Recorded data:
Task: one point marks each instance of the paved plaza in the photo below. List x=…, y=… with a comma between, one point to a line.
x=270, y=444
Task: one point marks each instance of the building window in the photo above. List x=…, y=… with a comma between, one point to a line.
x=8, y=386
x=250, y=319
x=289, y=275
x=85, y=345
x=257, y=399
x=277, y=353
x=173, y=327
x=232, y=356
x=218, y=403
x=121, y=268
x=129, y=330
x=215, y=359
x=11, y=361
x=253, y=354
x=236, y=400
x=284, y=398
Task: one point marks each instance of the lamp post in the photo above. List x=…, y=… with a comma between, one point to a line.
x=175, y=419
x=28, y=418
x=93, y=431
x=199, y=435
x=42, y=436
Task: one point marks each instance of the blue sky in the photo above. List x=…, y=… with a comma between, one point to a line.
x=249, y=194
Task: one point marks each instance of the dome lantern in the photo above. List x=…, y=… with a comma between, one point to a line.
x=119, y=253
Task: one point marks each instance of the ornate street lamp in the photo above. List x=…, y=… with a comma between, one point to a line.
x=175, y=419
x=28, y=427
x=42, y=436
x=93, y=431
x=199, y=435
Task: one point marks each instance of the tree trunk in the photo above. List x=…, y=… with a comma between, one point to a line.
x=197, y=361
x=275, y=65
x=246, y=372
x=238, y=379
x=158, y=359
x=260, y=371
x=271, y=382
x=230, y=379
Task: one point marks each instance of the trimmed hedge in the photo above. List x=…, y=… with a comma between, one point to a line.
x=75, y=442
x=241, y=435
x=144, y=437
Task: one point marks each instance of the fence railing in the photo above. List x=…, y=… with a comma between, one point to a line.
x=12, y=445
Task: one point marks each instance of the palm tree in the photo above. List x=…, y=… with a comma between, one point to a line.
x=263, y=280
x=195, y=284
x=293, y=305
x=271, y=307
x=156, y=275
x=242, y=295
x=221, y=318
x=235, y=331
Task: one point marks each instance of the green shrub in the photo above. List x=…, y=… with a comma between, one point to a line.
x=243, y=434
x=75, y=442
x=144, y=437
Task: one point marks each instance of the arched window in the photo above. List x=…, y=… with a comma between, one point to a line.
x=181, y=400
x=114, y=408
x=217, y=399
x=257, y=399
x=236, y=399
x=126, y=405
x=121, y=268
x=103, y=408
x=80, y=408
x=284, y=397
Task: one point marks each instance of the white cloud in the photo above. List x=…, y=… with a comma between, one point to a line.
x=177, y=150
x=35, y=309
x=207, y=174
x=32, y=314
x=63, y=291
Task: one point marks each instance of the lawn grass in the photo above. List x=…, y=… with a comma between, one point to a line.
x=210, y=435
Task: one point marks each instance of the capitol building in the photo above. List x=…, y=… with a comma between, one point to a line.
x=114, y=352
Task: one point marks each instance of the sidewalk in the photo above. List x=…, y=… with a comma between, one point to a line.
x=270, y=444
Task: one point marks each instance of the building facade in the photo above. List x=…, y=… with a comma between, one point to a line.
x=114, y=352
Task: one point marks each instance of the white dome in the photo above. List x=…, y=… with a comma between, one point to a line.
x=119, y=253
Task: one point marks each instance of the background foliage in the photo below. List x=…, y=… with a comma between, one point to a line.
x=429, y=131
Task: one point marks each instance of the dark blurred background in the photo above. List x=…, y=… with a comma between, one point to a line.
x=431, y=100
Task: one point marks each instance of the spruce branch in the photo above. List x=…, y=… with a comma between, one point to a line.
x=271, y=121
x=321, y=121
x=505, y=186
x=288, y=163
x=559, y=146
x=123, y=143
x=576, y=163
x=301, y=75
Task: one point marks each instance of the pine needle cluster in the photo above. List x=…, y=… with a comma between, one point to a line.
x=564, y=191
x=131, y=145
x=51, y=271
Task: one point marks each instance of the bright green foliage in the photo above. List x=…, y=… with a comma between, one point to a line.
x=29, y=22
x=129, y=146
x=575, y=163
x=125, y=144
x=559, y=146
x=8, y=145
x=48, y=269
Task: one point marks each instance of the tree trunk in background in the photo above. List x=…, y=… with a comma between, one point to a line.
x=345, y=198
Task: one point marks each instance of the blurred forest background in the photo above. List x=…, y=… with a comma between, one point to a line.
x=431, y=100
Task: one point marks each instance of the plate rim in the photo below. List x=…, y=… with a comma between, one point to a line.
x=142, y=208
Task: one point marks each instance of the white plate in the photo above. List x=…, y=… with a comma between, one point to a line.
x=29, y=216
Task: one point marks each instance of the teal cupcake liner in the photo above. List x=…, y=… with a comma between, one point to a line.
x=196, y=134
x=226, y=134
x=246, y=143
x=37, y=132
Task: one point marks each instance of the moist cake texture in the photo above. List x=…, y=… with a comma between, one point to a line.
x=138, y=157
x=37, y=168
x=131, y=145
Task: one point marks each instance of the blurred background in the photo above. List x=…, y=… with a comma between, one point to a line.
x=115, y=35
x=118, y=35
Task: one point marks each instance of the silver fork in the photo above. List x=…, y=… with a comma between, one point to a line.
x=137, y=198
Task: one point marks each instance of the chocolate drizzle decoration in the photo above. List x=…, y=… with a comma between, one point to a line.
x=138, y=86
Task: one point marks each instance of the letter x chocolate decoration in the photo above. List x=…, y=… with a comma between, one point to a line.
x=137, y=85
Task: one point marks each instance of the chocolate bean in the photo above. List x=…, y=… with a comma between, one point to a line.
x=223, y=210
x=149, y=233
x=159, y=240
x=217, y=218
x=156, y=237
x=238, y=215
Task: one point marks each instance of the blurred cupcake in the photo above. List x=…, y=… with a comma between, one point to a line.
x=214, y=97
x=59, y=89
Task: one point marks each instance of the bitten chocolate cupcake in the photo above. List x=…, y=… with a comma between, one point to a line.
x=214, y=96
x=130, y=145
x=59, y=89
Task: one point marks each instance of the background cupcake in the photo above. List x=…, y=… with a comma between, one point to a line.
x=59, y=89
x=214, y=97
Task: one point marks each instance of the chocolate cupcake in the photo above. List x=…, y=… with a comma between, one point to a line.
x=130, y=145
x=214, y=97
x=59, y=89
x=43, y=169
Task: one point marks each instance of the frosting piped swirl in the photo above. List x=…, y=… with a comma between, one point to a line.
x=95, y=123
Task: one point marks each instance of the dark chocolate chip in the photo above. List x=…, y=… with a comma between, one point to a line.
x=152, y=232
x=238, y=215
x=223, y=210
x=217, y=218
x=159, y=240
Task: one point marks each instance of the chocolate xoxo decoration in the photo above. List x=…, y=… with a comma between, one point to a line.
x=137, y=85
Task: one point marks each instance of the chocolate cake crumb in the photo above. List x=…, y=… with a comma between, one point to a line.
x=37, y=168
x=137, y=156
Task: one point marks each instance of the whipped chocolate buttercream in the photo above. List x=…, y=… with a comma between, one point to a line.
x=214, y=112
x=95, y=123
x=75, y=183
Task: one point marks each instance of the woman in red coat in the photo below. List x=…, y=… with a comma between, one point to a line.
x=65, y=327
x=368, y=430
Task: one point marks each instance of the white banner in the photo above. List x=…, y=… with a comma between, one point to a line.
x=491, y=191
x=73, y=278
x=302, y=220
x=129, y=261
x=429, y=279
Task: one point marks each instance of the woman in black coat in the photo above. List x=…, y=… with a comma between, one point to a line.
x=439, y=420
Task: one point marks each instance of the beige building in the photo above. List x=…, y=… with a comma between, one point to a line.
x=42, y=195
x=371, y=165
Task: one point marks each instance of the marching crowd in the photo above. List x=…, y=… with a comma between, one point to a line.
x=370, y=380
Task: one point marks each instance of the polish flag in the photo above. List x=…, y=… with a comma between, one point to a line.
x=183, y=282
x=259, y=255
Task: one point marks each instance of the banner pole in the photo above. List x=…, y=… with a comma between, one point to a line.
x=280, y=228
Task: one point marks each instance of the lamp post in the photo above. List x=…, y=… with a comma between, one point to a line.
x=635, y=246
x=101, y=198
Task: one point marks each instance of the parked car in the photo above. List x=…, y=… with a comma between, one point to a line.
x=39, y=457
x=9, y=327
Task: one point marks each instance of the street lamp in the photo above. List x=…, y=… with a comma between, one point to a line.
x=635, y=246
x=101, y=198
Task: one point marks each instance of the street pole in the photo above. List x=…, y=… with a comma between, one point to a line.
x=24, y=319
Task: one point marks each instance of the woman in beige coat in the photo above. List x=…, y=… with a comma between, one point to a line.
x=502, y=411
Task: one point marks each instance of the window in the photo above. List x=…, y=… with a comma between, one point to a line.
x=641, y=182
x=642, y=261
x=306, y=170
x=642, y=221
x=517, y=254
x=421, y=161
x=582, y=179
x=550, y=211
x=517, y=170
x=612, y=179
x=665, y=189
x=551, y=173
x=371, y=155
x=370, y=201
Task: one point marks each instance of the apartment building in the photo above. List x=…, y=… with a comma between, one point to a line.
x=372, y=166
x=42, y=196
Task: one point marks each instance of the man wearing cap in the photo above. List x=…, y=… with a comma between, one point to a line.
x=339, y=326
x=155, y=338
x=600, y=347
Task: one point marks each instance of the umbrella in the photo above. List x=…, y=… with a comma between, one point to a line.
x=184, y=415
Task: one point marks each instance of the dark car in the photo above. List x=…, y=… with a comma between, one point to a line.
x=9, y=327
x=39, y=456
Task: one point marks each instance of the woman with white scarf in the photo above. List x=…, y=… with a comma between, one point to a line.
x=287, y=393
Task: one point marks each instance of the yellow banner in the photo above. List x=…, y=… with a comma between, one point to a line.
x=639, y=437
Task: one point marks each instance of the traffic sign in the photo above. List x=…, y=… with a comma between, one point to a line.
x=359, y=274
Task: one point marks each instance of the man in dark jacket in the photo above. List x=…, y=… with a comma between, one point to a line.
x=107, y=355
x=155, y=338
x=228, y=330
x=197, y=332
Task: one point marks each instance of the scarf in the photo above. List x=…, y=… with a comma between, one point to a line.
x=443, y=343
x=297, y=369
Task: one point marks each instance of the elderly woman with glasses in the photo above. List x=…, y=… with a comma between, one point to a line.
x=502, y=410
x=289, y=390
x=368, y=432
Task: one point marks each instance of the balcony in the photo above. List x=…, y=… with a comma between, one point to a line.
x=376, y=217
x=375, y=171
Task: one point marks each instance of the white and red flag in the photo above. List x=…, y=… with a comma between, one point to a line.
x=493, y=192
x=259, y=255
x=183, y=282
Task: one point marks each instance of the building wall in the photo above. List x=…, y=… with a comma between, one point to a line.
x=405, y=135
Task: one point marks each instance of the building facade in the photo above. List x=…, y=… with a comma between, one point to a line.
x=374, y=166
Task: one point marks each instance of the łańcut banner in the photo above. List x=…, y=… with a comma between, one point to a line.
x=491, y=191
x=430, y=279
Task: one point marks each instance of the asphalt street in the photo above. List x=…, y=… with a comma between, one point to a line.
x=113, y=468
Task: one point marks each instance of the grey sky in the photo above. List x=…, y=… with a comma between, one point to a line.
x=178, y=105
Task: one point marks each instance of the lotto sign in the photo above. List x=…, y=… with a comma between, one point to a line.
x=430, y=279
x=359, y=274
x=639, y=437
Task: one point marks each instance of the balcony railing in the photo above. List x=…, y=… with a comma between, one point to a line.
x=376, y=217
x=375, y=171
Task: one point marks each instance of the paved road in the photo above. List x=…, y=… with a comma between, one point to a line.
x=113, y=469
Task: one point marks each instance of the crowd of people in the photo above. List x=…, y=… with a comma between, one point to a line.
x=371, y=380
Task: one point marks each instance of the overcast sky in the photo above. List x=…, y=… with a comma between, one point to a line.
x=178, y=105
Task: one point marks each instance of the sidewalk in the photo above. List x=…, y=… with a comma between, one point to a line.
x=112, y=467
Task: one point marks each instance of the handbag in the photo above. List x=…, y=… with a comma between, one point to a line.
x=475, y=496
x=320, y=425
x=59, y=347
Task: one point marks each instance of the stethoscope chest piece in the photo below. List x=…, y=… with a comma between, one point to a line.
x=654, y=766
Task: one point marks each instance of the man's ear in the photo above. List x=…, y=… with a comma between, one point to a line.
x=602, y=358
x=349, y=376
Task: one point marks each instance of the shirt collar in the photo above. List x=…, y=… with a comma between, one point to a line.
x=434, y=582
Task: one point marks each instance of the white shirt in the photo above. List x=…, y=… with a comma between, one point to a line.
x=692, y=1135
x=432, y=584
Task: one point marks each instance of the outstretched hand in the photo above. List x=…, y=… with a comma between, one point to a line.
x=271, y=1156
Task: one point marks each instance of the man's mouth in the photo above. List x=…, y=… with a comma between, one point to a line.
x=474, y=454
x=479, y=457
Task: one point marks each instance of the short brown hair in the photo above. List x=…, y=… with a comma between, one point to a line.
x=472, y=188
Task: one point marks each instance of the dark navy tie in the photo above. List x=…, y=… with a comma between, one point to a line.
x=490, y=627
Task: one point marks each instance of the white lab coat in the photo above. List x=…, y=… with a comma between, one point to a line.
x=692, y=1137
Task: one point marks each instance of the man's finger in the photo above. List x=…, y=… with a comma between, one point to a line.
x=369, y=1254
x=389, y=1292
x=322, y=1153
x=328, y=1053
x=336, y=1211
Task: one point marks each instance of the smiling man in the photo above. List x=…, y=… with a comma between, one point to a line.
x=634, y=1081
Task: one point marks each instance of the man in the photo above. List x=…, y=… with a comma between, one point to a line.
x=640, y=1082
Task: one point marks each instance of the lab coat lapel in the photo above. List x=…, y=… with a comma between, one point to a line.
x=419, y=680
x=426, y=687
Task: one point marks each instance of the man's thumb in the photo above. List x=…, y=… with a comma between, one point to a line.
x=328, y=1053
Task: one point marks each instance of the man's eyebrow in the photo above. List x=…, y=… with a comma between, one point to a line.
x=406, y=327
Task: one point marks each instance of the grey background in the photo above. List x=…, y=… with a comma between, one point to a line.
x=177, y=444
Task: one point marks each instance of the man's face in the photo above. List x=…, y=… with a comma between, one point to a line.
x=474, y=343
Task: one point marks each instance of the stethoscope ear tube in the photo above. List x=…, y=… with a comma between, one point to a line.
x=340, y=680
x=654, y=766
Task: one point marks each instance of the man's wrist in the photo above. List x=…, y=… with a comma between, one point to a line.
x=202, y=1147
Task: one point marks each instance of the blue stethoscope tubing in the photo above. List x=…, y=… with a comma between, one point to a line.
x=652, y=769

Task to carry out: Rewrite the lines of the listing starting at the line containing "Task: one point marks each instance of the shirt" and ending at the line containing "x=271, y=1156", requests included, and shift every x and y coordinate up by 43.

Exercise response:
Task: one point marks each instance of the shirt collar in the photo above. List x=…, y=… with a comma between, one point to a line.
x=477, y=625
Task: one point marks each instance of the white shirt in the photo above. List x=…, y=… with a comma between, one point to a line.
x=735, y=1178
x=475, y=627
Task: one point marks each instance of the outstretched hand in the photo above. List x=…, y=… with a comma between, one point to a line.
x=314, y=1199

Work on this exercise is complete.